[DATA TO EXAMINE Boundary: Start]

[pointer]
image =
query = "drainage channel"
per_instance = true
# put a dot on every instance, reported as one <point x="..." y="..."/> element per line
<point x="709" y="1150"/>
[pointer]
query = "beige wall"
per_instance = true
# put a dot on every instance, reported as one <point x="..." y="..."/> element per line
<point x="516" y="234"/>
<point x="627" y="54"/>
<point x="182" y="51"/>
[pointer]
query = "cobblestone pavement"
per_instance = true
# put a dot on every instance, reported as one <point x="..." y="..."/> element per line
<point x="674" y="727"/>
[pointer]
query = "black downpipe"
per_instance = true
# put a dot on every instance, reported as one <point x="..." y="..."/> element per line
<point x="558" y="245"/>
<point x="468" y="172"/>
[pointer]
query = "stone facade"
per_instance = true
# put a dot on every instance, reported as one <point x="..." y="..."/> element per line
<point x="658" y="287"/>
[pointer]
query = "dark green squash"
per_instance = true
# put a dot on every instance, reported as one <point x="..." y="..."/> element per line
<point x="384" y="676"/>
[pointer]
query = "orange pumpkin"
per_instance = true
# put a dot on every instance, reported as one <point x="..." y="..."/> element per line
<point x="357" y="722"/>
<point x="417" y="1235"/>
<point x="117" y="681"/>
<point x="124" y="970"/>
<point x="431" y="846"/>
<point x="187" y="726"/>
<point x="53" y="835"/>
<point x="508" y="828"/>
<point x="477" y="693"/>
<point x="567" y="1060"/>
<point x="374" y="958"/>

[DATA TO EXAMINE Boundary: End]

— REQUIREMENT —
Copy each line from the entries above that has the word "query" in it.

— SOLUTION —
query = "drainage channel"
query = "beige wall"
query = "cobblestone pavement"
query = "black downpipe"
query = "stone facade"
query = "dark green squash"
query = "orange pumpkin"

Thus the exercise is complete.